Passage:
Protein?  Not a problem.  Most adults consume more than they need. There’s no advantage to a high protein diet but not much harm either. Your body will use as much as it needs and turn the rest into fat.

Carbohydrates?  Americans should eat more. They’re high in roughage.  Americans need more roughage.

Fats?  Fat is OK. Vegetable fat is probably better than animal fat for lowering your cholesterol. Dieters should be careful about choosing low fat foods. They’re not necessarily low in calories; in fact, manufacturers add sugar to make them taste better.  

Sugar?  Americans consider sugar sinful. Like sin, it’s probably not good for you. Sugar certainly contributes to obesity and tooth decay but doesn’t cause serious diseases such as diabetes or heart attacks.

Preservatives?  They may do more good than harm. In poor countries a leading killer of children is diarrhea, often from spoiled food. This was also true in the U.S. during the nineteenth century. Refrigeration and canning makes this less of a problem today, but considering how careless we are storing and preparing food, preservatives still prevent disease. 

Thursday, December 13, 2018

Three Great Sins of the Medical Profession


Critics regularly denounce us for certain practices. These denunciations are more or less correct, but they miss the point.  Examples -

1. Doctors give treatments that relieve symptoms but don’t cure the underlying problem.

Data listing:
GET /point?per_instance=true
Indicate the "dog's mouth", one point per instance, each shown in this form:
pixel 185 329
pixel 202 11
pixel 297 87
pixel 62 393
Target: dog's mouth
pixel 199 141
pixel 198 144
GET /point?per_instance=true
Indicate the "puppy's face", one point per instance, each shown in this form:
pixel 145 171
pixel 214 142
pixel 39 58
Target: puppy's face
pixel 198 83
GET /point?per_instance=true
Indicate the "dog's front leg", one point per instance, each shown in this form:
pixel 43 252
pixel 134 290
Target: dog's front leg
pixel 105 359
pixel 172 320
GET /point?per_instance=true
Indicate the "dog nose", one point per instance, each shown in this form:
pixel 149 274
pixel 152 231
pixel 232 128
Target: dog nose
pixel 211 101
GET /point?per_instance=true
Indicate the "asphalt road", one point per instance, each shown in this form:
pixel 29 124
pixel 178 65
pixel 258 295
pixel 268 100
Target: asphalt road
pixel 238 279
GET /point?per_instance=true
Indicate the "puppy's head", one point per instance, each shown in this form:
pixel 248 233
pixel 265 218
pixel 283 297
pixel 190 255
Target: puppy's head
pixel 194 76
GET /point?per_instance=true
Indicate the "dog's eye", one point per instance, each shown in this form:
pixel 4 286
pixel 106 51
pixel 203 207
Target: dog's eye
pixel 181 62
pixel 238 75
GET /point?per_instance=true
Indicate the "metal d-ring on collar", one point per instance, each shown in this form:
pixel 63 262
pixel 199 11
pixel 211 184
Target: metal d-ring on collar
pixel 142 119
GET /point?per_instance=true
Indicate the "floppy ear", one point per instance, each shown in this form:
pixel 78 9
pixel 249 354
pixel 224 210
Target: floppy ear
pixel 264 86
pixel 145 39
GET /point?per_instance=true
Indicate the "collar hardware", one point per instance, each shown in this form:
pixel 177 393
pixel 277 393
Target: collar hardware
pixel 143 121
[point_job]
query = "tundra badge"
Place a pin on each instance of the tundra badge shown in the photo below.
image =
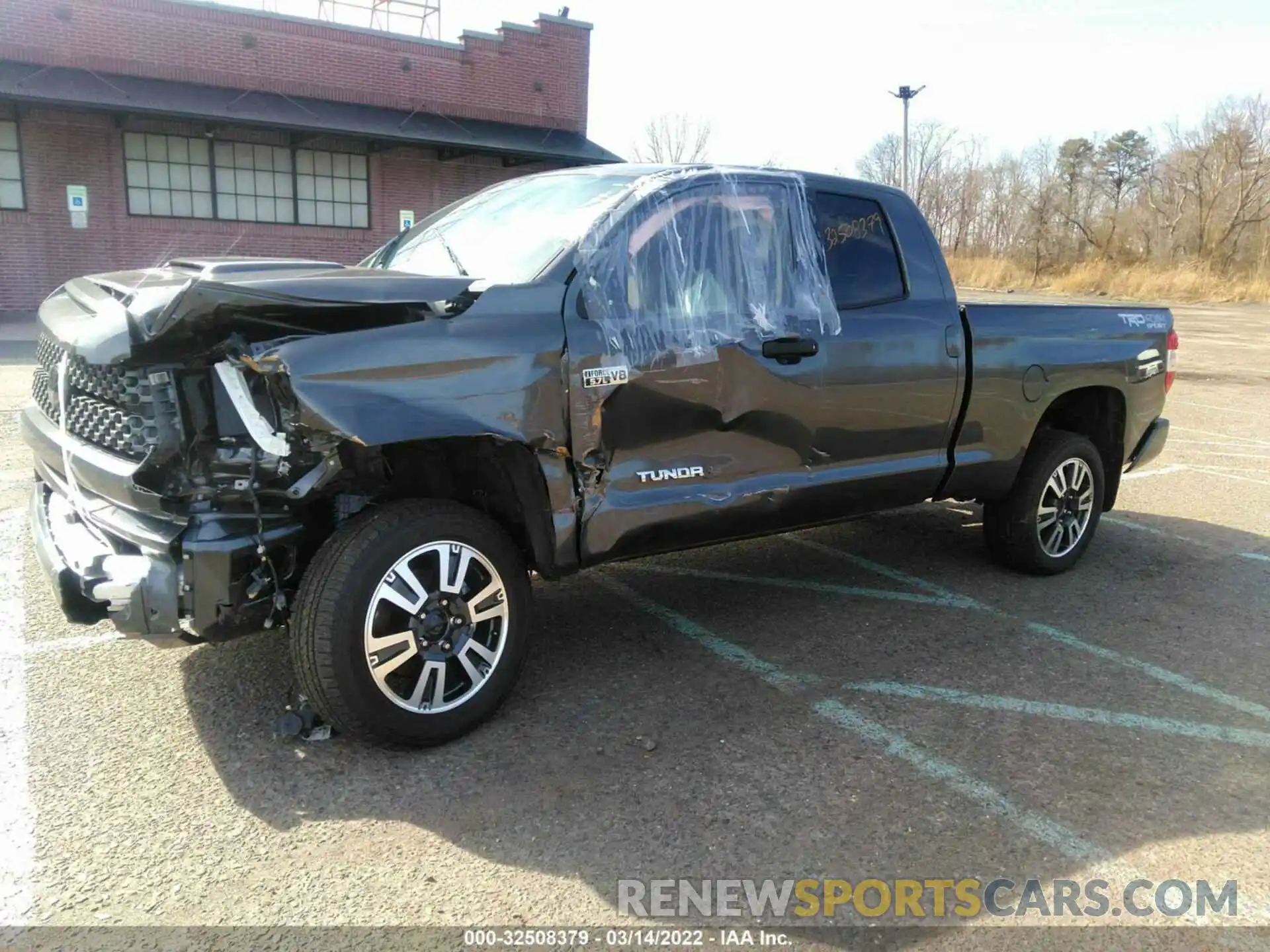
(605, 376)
* * *
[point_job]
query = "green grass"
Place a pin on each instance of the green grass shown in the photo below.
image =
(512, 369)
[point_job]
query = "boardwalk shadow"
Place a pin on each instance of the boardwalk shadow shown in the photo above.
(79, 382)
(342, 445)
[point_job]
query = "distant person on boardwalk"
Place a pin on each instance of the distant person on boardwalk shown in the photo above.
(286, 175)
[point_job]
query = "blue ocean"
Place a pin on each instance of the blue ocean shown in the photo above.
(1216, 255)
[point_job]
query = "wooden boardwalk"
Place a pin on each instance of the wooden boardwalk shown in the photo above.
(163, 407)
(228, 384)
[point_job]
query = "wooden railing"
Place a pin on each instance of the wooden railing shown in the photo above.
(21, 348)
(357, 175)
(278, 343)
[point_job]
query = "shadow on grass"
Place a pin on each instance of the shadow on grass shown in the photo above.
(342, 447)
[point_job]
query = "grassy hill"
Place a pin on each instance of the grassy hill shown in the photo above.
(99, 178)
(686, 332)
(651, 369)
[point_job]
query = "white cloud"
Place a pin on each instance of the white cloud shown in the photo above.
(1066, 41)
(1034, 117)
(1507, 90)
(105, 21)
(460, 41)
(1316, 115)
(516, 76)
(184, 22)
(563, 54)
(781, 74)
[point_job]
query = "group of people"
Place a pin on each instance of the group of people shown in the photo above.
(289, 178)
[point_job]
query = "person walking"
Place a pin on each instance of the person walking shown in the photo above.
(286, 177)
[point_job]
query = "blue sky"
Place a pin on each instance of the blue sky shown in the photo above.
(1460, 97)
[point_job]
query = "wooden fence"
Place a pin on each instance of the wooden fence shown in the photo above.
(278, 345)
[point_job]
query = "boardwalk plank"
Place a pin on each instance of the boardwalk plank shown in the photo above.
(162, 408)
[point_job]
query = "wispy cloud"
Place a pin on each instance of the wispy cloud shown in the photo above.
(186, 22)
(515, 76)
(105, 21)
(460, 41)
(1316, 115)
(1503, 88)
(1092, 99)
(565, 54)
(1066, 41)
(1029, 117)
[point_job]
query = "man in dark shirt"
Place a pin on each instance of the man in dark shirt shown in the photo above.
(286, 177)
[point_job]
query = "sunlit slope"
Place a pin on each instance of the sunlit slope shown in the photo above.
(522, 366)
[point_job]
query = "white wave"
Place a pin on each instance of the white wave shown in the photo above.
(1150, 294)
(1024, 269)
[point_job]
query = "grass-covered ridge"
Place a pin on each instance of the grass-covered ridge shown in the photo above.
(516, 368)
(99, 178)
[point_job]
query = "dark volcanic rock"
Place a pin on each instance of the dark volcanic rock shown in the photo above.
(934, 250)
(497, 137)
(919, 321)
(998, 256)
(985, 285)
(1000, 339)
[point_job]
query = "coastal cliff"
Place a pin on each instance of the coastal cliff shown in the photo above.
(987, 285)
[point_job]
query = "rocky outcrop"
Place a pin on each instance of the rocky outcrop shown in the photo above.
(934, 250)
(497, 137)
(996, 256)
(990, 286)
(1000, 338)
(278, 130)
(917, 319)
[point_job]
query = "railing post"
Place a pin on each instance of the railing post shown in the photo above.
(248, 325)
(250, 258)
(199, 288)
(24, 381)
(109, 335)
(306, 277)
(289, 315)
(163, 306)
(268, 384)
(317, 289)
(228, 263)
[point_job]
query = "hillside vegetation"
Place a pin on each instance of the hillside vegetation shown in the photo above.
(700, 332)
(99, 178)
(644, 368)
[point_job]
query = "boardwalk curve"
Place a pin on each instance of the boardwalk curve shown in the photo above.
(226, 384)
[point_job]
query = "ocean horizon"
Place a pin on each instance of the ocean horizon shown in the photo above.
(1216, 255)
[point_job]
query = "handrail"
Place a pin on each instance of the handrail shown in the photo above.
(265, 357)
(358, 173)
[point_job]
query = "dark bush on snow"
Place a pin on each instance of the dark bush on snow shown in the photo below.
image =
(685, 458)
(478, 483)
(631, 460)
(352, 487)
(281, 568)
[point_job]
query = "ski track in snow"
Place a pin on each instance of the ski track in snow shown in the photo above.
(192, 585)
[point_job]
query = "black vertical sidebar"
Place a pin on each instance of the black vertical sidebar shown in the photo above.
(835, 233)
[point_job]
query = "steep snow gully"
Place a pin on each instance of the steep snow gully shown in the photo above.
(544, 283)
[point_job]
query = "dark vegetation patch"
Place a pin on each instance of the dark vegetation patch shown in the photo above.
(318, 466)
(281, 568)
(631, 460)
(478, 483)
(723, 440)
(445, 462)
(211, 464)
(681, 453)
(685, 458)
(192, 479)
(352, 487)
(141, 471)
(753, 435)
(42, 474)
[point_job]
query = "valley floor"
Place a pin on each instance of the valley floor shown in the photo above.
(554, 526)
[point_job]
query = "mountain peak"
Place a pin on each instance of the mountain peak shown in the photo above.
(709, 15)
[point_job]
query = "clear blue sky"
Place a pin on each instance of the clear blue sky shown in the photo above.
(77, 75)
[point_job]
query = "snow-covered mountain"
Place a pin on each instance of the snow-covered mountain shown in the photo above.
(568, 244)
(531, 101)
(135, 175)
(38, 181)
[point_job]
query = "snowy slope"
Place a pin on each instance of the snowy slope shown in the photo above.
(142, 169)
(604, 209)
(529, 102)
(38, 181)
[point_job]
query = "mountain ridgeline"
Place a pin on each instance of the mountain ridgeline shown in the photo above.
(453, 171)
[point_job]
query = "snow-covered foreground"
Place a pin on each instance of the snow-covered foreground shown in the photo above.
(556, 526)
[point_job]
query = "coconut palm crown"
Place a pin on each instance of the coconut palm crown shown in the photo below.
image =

Directions for this task: Duplicate the passage word for word between "Fats?  Fat is" and "still prevent disease.", inclusive. The material has no connection to the passage.

Expected answer:
Fats?  Fat is OK. Vegetable fat is probably better than animal fat for lowering your cholesterol. Dieters should be careful about choosing low fat foods. They’re not necessarily low in calories; in fact, manufacturers add sugar to make them taste better.  

Sugar?  Americans consider sugar sinful. Like sin, it’s probably not good for you. Sugar certainly contributes to obesity and tooth decay but doesn’t cause serious diseases such as diabetes or heart attacks.

Preservatives?  They may do more good than harm. In poor countries a leading killer of children is diarrhea, often from spoiled food. This was also true in the U.S. during the nineteenth century. Refrigeration and canning makes this less of a problem today, but considering how careless we are storing and preparing food, preservatives still prevent disease.